What to work on ->
Count the lines in the material below that contain the string "dirt", with case counting, and reply with the number alone.

Records ->
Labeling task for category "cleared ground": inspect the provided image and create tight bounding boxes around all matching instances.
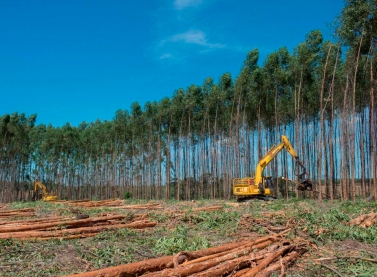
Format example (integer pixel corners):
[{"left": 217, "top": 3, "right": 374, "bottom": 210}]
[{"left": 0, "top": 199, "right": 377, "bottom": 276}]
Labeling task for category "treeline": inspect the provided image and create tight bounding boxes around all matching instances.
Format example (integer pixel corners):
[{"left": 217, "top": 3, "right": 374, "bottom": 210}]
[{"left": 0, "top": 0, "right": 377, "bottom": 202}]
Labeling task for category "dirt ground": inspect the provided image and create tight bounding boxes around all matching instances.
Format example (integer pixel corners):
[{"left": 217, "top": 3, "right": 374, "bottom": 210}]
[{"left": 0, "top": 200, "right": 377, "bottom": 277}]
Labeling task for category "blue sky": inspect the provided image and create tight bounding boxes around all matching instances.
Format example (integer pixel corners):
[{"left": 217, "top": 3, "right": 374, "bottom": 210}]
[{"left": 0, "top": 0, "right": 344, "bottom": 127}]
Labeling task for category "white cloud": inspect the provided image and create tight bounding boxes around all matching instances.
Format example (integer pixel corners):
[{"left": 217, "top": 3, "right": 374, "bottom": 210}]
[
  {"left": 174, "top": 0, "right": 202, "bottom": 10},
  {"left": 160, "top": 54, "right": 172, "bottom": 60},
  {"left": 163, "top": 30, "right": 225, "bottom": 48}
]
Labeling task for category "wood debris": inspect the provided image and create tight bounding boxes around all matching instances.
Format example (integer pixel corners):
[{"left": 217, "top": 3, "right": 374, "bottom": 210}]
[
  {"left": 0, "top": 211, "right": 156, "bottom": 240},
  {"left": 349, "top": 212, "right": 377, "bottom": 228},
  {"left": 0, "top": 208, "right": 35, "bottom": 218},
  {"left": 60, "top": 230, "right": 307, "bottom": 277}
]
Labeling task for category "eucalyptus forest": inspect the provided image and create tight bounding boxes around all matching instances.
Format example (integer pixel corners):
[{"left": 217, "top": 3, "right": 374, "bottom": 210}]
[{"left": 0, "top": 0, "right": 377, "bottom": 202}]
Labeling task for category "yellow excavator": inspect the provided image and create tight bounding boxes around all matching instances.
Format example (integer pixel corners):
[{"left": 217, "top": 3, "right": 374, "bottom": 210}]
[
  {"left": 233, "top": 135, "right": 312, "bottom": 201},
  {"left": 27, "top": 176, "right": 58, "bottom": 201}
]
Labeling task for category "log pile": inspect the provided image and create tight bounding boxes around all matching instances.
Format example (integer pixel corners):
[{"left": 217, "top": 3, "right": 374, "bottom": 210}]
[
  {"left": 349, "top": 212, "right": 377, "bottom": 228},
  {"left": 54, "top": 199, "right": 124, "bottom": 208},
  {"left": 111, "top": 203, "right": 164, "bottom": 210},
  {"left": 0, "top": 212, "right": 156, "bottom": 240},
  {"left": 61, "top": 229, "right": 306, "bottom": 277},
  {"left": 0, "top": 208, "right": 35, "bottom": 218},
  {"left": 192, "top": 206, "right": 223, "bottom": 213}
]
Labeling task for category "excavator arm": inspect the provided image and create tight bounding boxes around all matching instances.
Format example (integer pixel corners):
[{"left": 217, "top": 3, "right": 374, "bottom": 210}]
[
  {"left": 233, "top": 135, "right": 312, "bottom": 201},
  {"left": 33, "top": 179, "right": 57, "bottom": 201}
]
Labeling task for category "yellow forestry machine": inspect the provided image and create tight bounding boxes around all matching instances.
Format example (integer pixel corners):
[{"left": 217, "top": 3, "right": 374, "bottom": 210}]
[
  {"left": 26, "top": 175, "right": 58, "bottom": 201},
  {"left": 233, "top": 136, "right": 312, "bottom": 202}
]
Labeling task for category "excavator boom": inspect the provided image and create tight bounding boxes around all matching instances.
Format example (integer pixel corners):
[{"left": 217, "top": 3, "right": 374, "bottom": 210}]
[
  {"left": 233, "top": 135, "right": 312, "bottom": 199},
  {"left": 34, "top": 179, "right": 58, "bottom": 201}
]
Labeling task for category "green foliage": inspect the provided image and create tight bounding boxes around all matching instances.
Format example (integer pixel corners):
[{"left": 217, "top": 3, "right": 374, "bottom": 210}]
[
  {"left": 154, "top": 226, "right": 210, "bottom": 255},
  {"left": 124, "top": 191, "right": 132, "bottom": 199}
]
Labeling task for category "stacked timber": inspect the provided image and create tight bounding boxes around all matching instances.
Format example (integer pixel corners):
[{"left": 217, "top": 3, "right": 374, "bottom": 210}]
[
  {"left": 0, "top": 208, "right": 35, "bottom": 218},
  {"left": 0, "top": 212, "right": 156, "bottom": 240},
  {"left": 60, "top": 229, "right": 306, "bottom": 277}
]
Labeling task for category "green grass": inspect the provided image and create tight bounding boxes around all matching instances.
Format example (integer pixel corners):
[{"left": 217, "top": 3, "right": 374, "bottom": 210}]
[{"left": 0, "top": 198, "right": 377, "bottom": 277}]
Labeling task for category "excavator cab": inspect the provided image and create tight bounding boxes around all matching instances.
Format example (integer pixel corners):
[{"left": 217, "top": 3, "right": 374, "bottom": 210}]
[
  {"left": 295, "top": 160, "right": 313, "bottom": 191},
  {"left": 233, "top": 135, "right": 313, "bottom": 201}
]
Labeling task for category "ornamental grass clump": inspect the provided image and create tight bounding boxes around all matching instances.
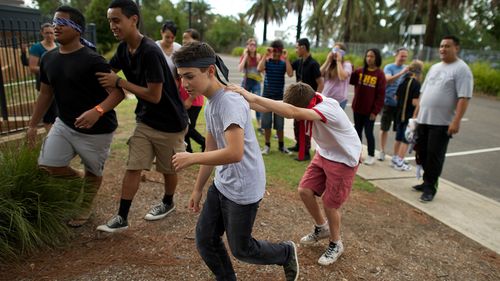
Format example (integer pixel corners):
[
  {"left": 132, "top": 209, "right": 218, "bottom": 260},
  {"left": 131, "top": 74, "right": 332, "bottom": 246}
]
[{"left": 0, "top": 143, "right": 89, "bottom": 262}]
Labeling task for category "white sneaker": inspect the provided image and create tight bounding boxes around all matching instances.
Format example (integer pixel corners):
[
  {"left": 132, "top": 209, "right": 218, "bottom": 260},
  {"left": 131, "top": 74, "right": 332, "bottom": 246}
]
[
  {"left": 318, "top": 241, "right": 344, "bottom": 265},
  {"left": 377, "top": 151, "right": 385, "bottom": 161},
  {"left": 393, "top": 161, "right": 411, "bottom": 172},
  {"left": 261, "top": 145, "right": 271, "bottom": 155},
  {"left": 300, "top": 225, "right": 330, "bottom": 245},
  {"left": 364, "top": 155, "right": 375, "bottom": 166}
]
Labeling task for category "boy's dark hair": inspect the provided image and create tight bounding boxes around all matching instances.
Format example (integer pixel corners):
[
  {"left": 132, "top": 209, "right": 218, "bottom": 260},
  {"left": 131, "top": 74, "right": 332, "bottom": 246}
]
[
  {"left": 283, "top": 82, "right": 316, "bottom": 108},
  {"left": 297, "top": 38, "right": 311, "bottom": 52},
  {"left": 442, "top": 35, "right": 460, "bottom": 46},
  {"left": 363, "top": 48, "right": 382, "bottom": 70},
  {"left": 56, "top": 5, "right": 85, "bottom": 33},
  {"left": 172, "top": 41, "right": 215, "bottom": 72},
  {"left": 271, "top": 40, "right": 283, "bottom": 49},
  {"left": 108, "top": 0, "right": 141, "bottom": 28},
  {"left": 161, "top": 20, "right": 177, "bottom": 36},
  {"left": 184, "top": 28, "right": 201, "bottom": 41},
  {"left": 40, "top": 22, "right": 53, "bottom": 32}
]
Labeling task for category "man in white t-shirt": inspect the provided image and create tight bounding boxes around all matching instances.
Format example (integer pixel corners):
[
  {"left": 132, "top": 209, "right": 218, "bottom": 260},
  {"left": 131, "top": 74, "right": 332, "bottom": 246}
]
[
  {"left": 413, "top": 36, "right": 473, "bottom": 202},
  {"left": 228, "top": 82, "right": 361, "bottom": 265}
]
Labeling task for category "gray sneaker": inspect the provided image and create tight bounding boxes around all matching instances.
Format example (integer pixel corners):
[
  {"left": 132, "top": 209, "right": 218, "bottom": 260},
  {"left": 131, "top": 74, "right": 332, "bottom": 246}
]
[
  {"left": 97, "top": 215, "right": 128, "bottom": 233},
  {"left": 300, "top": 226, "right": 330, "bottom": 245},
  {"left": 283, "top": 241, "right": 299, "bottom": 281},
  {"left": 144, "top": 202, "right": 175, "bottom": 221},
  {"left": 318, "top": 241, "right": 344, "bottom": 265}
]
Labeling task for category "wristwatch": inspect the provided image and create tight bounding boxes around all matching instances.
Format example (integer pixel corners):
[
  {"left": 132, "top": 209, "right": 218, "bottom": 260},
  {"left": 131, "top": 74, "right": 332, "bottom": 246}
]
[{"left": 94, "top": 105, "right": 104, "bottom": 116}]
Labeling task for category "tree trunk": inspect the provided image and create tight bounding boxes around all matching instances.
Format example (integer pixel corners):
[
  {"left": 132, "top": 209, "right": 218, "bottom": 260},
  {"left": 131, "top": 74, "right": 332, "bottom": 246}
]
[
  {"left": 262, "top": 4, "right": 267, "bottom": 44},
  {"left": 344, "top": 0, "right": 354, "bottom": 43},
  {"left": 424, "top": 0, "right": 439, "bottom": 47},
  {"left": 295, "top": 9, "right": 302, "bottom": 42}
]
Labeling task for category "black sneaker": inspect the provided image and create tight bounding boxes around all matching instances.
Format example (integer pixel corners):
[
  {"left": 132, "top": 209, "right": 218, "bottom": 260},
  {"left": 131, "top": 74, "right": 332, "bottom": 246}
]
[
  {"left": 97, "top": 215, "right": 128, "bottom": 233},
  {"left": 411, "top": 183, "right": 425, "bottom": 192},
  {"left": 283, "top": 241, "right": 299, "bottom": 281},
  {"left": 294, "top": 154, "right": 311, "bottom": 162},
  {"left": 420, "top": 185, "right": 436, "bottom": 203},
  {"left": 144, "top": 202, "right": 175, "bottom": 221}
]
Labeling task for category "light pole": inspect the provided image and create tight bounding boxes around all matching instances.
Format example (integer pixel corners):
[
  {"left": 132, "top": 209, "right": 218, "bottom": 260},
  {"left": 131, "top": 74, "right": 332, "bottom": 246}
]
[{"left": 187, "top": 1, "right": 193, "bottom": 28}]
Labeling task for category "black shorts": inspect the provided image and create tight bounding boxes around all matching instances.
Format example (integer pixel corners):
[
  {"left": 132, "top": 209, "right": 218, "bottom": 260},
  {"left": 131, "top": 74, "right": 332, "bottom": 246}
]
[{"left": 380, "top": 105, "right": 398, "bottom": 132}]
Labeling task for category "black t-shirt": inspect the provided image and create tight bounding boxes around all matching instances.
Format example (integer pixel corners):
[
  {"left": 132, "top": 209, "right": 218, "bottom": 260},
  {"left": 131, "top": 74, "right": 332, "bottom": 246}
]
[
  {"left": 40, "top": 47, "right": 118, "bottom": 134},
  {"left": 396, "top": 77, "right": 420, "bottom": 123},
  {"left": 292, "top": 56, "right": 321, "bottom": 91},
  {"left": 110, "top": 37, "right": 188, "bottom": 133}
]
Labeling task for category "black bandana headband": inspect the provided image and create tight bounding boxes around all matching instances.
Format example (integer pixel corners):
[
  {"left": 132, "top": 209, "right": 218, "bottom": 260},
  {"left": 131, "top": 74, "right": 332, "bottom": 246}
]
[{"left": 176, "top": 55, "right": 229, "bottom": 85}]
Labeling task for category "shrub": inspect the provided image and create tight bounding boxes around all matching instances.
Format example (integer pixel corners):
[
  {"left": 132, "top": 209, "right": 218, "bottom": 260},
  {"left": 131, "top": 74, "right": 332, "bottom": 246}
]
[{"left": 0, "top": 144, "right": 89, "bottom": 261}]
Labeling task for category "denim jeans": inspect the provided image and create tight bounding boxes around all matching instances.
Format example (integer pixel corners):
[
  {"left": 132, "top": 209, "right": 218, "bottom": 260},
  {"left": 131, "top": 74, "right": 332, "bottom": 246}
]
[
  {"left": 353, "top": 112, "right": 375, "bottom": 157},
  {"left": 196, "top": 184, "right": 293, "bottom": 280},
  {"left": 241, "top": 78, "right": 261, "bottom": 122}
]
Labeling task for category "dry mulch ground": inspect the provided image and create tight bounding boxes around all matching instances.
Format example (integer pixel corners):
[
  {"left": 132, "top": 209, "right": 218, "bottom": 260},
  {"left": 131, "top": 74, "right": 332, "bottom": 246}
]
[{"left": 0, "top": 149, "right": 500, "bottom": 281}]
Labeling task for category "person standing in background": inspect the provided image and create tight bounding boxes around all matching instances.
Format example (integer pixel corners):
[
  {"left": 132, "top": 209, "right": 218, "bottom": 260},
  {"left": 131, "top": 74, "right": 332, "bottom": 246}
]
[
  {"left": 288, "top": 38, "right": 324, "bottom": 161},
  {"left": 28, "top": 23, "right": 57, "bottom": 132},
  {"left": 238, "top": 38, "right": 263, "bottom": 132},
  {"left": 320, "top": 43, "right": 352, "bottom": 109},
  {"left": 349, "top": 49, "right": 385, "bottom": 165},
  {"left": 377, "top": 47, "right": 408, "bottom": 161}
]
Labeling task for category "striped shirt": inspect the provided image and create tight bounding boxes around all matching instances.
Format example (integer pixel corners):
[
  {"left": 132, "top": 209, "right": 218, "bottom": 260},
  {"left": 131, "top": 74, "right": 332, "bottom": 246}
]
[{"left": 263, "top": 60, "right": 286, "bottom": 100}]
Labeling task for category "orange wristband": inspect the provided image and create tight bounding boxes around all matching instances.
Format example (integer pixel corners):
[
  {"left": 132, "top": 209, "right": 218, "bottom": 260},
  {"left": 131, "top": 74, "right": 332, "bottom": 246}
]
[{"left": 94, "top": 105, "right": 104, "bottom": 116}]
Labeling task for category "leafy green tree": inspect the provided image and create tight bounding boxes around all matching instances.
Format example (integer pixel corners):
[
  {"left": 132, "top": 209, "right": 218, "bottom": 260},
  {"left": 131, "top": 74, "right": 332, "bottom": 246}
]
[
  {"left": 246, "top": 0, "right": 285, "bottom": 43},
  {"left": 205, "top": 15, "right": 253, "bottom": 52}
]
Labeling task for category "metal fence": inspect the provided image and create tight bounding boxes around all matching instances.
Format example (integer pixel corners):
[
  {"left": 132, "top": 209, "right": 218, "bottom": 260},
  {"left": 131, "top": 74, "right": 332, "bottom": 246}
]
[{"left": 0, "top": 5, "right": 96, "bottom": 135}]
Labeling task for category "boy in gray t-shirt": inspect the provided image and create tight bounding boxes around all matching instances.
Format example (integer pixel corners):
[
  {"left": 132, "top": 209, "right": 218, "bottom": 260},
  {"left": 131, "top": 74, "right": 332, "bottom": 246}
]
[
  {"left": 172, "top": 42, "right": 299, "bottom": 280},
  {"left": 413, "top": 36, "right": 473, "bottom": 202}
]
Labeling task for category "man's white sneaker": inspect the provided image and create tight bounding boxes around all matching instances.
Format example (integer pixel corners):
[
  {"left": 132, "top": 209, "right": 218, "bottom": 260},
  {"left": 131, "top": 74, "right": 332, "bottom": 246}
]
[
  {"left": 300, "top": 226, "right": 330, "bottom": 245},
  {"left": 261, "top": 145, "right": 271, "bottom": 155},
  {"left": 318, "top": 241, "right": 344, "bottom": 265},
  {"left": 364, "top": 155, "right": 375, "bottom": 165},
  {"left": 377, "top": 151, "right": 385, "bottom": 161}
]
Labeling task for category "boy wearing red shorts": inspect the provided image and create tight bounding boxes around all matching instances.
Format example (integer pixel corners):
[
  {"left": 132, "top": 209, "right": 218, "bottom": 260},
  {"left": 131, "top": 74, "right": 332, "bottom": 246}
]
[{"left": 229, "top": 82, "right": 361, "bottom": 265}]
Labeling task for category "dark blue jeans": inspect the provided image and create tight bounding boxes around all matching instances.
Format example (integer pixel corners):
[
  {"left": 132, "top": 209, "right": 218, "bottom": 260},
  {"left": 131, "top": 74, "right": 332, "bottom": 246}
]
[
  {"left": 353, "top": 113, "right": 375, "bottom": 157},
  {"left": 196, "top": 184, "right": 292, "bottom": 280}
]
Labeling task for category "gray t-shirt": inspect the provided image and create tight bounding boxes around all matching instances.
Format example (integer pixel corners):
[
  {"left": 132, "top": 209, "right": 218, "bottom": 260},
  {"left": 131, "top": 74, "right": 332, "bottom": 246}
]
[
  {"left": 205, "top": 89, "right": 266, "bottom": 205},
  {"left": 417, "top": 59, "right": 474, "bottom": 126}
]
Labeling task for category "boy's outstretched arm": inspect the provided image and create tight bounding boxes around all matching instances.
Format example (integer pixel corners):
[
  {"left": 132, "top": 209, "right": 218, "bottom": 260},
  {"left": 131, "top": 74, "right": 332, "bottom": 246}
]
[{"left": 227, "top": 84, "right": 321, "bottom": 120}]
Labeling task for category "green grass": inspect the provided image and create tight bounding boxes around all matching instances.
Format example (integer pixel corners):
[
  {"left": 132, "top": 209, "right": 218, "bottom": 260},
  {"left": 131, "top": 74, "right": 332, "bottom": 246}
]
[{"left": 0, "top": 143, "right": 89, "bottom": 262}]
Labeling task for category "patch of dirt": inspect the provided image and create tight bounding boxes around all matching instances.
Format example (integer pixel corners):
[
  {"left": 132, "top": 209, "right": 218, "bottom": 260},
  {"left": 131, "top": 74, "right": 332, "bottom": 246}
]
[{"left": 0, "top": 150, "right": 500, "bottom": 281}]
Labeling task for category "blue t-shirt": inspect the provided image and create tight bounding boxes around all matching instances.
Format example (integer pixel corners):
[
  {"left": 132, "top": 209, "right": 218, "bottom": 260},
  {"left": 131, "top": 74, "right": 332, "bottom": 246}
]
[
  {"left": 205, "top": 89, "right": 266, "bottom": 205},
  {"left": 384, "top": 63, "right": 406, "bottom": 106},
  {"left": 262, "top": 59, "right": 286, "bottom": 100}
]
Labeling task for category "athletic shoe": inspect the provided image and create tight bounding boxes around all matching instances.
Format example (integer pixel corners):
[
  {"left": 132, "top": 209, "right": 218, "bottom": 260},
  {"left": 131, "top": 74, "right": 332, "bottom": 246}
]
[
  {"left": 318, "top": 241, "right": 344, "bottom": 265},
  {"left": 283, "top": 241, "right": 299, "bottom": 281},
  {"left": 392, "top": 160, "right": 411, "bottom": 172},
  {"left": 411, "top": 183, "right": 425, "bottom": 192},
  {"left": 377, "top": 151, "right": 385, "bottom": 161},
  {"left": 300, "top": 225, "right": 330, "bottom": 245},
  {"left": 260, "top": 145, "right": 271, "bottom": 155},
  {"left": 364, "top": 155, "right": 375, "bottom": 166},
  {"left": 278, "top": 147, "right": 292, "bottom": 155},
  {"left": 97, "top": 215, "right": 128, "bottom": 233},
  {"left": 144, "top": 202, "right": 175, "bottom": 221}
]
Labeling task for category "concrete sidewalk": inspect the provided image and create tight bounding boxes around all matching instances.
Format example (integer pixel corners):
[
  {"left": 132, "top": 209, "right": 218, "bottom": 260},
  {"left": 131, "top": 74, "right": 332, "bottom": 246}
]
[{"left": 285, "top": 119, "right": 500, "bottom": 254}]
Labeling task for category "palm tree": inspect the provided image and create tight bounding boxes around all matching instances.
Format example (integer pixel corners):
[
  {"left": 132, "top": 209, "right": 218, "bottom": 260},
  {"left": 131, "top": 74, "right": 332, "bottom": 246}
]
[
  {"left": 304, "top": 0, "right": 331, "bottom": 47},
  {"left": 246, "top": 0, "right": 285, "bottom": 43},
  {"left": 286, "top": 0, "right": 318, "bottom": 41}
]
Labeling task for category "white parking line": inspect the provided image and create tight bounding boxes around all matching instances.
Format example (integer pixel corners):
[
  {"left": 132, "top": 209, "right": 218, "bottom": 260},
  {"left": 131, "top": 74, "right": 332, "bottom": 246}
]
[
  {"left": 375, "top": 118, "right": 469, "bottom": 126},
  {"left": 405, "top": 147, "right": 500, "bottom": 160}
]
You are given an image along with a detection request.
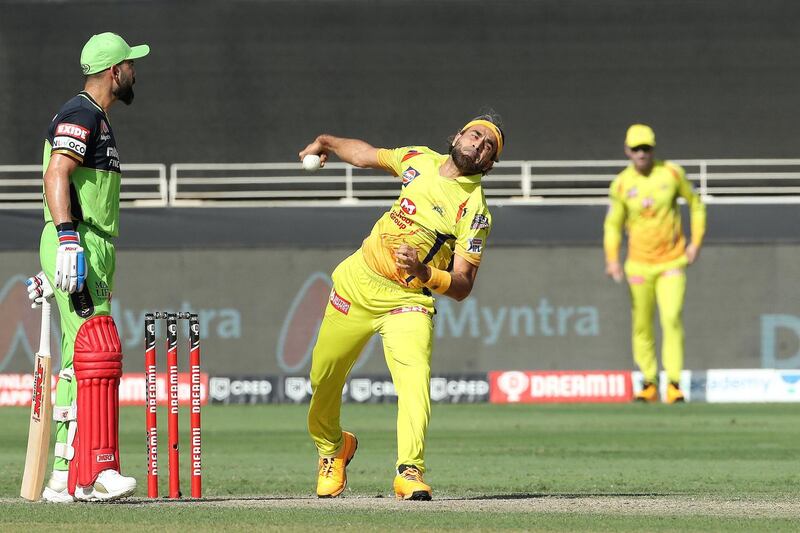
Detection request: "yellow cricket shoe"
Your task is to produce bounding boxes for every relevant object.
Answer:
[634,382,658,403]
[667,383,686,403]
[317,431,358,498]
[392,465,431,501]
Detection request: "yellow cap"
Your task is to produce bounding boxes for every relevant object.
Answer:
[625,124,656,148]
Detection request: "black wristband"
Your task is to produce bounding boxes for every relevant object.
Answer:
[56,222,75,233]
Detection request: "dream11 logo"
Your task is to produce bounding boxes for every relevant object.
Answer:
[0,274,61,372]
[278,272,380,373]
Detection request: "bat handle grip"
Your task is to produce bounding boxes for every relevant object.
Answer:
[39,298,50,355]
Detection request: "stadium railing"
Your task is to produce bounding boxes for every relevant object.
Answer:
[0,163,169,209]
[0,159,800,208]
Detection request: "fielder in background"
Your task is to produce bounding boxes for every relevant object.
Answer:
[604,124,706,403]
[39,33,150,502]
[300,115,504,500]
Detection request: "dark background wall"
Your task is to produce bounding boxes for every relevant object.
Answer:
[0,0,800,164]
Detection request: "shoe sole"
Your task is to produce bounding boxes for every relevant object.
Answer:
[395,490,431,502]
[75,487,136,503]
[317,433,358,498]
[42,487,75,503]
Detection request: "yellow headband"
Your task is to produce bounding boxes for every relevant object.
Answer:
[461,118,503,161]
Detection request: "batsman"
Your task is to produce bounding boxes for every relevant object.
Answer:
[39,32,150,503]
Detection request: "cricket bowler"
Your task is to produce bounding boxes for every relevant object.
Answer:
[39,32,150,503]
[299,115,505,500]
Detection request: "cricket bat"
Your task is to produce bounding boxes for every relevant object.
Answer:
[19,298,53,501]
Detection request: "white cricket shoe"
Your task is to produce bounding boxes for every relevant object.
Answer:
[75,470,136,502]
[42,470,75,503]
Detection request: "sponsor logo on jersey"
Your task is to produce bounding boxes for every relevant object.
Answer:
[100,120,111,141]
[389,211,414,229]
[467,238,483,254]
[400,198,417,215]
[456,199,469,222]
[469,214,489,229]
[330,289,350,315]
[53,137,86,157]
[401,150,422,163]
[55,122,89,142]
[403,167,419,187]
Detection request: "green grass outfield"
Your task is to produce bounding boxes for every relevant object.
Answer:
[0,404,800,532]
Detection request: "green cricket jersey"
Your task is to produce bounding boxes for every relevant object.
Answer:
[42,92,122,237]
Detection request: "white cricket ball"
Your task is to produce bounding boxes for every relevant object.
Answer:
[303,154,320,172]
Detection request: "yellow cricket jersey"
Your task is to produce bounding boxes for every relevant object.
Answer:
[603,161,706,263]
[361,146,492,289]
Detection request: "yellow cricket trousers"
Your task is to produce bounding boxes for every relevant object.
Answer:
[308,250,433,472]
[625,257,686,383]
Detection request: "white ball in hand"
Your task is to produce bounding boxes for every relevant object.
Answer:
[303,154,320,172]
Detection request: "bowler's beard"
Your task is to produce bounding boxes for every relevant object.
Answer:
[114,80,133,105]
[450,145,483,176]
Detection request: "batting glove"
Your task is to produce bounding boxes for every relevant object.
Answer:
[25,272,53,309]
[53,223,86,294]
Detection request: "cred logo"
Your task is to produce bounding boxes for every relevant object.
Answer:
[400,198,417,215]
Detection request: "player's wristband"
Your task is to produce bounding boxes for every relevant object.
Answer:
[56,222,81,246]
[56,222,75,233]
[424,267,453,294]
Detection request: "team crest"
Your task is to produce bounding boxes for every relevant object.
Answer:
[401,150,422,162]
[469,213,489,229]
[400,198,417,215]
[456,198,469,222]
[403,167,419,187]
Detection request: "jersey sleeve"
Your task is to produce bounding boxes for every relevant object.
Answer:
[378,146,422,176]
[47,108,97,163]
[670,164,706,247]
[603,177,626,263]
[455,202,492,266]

Task result ->
2